* **WHAT IS EXPECTED**:
Edit the listing so that every "black kite" becomes "red kite", and keep everything else the same.

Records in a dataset

━━━━

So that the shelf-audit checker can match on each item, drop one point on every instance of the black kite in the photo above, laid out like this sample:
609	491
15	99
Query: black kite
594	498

━━━━

* **SOLUTION TO THIS EXERCISE**:
So that the shelf-audit checker can match on each item, drop one point on every instance of the red kite in the photo above, laid out like this sample:
609	491
15	99
Query: red kite
594	498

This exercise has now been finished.